EXERCISE PROMPT ->
Copy every one of the rows below character for character, with nothing added or changed.

+++

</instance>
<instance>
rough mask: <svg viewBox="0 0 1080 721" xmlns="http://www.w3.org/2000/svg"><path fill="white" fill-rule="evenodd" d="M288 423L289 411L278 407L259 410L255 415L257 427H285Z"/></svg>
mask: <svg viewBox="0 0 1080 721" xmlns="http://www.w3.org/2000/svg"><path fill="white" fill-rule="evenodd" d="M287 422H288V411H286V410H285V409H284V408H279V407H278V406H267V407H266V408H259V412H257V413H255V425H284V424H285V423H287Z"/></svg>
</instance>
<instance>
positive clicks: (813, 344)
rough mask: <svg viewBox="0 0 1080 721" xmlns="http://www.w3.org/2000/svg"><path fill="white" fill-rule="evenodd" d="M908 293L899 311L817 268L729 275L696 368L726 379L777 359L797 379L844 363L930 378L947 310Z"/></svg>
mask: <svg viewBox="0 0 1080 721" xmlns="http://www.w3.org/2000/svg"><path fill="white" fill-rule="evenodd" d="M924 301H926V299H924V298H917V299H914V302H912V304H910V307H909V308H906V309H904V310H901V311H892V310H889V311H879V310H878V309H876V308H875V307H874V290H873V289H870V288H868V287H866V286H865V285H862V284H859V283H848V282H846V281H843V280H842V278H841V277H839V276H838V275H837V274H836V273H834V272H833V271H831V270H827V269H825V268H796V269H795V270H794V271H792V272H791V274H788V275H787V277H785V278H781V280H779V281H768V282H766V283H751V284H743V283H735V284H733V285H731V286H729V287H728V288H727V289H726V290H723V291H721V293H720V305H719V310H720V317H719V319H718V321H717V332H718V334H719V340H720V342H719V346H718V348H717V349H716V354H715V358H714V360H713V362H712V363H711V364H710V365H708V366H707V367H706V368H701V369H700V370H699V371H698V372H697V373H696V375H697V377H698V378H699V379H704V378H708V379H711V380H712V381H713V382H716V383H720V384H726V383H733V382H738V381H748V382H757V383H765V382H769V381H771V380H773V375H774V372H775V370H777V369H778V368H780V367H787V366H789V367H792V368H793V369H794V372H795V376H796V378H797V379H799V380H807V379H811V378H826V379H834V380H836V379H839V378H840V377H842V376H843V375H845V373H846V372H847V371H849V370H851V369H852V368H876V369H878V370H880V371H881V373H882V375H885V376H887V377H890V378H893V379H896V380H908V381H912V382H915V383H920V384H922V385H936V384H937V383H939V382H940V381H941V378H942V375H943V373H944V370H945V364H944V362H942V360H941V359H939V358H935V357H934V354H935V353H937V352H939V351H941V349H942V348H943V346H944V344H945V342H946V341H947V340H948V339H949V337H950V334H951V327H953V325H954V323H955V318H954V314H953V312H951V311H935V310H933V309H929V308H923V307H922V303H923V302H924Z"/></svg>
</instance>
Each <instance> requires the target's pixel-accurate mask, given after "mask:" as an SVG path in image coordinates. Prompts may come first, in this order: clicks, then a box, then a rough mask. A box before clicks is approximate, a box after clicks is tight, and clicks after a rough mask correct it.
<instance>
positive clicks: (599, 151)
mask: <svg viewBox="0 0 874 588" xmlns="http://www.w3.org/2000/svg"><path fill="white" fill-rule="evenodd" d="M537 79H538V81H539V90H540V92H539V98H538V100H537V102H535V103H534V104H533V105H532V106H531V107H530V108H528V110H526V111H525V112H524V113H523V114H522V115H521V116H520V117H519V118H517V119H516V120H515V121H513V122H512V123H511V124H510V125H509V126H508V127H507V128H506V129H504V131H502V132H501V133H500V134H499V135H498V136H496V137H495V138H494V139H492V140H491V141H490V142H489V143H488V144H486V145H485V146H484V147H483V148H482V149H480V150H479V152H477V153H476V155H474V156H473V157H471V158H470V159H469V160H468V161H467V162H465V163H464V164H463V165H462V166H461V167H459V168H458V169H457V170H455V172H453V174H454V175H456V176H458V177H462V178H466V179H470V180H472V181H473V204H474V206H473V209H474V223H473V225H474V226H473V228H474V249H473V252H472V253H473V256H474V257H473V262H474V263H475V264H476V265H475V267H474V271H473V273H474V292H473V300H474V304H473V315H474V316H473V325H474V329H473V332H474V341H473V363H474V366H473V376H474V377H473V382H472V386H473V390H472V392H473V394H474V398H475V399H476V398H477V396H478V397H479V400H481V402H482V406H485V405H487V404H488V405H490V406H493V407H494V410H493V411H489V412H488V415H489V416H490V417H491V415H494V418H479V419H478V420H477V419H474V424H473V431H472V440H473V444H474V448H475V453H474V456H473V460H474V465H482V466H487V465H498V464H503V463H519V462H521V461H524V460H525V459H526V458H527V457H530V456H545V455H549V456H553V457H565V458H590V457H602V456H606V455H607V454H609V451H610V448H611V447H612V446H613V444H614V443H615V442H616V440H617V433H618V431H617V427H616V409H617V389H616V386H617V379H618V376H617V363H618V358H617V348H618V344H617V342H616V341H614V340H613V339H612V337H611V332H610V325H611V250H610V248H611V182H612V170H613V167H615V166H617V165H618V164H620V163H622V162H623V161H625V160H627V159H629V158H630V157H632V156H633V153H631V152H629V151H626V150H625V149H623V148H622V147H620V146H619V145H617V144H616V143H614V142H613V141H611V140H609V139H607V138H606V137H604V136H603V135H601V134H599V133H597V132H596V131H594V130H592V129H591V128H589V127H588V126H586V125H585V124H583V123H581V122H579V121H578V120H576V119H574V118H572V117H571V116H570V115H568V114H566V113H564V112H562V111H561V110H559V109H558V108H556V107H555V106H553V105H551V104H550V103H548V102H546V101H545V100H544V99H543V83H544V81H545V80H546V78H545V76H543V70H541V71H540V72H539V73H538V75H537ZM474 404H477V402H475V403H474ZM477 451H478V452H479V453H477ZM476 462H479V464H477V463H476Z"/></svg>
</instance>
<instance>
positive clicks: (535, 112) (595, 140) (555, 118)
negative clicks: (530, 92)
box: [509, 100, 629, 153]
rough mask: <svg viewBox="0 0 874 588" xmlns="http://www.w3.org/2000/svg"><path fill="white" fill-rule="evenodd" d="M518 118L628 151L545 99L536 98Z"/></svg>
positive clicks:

+++

REPLY TO THE TASK ->
</instance>
<instance>
rough mask: <svg viewBox="0 0 1080 721" xmlns="http://www.w3.org/2000/svg"><path fill="white" fill-rule="evenodd" d="M288 423L289 411L278 407L259 410L255 415L257 427H285Z"/></svg>
mask: <svg viewBox="0 0 1080 721" xmlns="http://www.w3.org/2000/svg"><path fill="white" fill-rule="evenodd" d="M287 422H288V411H286V410H285V409H284V408H279V407H278V406H267V407H266V408H259V412H257V413H255V425H284V424H285V423H287Z"/></svg>
</instance>
<instance>
positive clicks: (813, 344)
rough mask: <svg viewBox="0 0 1080 721" xmlns="http://www.w3.org/2000/svg"><path fill="white" fill-rule="evenodd" d="M908 293L899 311L817 268L729 275L696 368L726 379L777 359L797 379L844 363L930 378L947 310Z"/></svg>
mask: <svg viewBox="0 0 1080 721" xmlns="http://www.w3.org/2000/svg"><path fill="white" fill-rule="evenodd" d="M924 301H926V299H924V298H917V299H914V302H912V304H910V307H909V308H906V309H904V310H901V311H892V310H889V311H879V310H878V309H876V308H875V307H874V290H873V289H870V288H868V287H866V286H865V285H862V284H859V283H848V282H846V281H843V280H842V278H841V277H839V276H838V275H837V274H836V273H834V272H833V271H831V270H827V269H825V268H796V269H795V270H794V271H792V272H791V274H788V275H787V277H785V278H781V280H779V281H768V282H766V283H751V284H743V283H735V284H733V285H731V286H729V287H728V288H727V289H726V290H723V291H721V293H720V305H719V310H720V317H719V319H718V321H717V332H718V334H719V340H720V342H719V346H718V348H717V349H716V354H715V358H714V360H713V362H712V363H711V364H710V365H708V366H707V367H706V368H701V369H700V370H699V371H698V372H697V373H696V375H697V377H698V378H699V379H704V378H708V379H711V380H712V381H713V382H716V383H720V384H726V383H733V382H738V381H748V382H757V383H765V382H769V381H771V380H773V375H774V372H775V370H777V369H778V368H780V367H787V366H789V367H792V368H793V369H794V372H795V376H796V378H797V379H799V380H807V379H811V378H826V379H834V380H836V379H839V378H840V377H842V376H843V375H845V373H846V372H847V371H849V370H851V369H852V368H876V369H878V370H880V371H881V373H882V375H885V376H887V377H890V378H893V379H896V380H908V381H912V382H915V383H920V384H922V385H936V384H937V383H939V382H940V381H941V378H942V375H943V373H944V370H945V364H944V362H942V360H941V359H939V358H935V357H934V354H935V353H937V352H939V351H941V349H942V348H943V346H944V344H945V342H946V341H947V340H948V339H949V337H950V334H951V327H953V325H954V323H955V318H954V314H953V312H951V311H935V310H933V309H929V308H923V307H922V303H923V302H924Z"/></svg>
</instance>
Each <instance> requires the target's pixel-accurate mask, given after "mask:" as an SVG path in image coordinates. Prompts may come first, in this order: clicks, then a box, then a rough mask. A box before clicks is approximate, a box after clicks is tight, and clicks after a rough mask correct it.
<instance>
positive clicks: (599, 151)
mask: <svg viewBox="0 0 874 588" xmlns="http://www.w3.org/2000/svg"><path fill="white" fill-rule="evenodd" d="M537 79H538V81H539V90H540V92H539V98H538V100H537V102H535V103H534V104H533V105H532V106H531V107H530V108H528V110H526V111H525V112H524V113H523V114H522V115H521V116H520V117H519V118H517V119H516V120H515V121H513V122H512V123H511V124H510V125H509V126H508V127H507V128H506V129H504V131H502V132H501V133H500V134H499V135H498V136H496V137H495V138H494V139H492V140H491V141H490V142H489V143H488V144H486V145H485V146H484V147H483V148H482V149H480V150H479V152H477V153H476V155H474V156H473V157H471V158H470V159H469V160H468V161H467V162H465V163H464V164H463V165H462V166H461V167H459V168H458V169H457V170H455V172H453V174H454V175H456V176H458V177H462V178H466V179H470V180H472V181H473V204H474V206H473V209H474V223H473V225H474V226H473V228H474V249H473V252H472V253H473V256H474V257H473V262H474V263H475V264H476V265H475V267H474V271H473V273H474V292H473V300H474V304H473V315H474V316H473V325H474V329H473V332H474V341H473V363H474V366H473V376H474V377H473V382H472V386H473V390H472V392H473V394H474V398H475V399H476V398H477V396H478V397H479V400H481V402H482V406H485V405H487V404H488V405H490V406H493V407H494V410H493V411H489V412H488V415H489V416H490V417H491V415H494V418H479V419H478V420H477V419H474V424H473V431H472V440H473V444H474V448H475V453H474V456H473V460H474V465H482V466H487V465H498V464H503V463H519V462H521V461H524V460H525V459H526V458H527V457H530V456H545V455H549V456H553V457H565V458H590V457H602V456H606V455H607V454H609V451H610V448H611V447H612V446H613V444H614V443H615V442H616V440H617V433H618V431H617V427H616V409H617V389H616V386H617V379H618V376H617V363H618V358H617V348H618V344H617V342H616V341H614V340H613V339H612V337H611V332H610V325H611V250H610V248H611V182H612V170H613V167H615V166H617V165H618V164H620V163H622V162H623V161H625V160H627V159H629V158H630V157H632V156H633V153H631V152H629V151H626V150H625V149H623V148H622V147H620V146H619V145H617V144H616V143H614V142H613V141H611V140H609V139H607V138H606V137H604V136H603V135H601V134H599V133H597V132H596V131H594V130H592V129H591V128H589V127H588V126H586V125H585V124H583V123H581V122H579V121H578V120H576V119H574V118H572V117H571V116H570V115H568V114H566V113H564V112H562V111H561V110H559V109H558V108H556V107H555V106H553V105H551V104H550V103H548V102H546V101H545V100H544V99H543V83H544V81H545V80H546V78H545V76H543V70H541V71H540V72H539V73H538V75H537ZM474 404H477V402H475V403H474ZM477 451H478V452H479V453H477ZM476 462H479V464H477V463H476Z"/></svg>
</instance>
<instance>
positive clicks: (535, 112) (595, 140) (555, 118)
negative clicks: (530, 92)
box: [509, 100, 629, 153]
rough mask: <svg viewBox="0 0 874 588" xmlns="http://www.w3.org/2000/svg"><path fill="white" fill-rule="evenodd" d="M518 118L628 151L545 99L536 98Z"/></svg>
positive clicks:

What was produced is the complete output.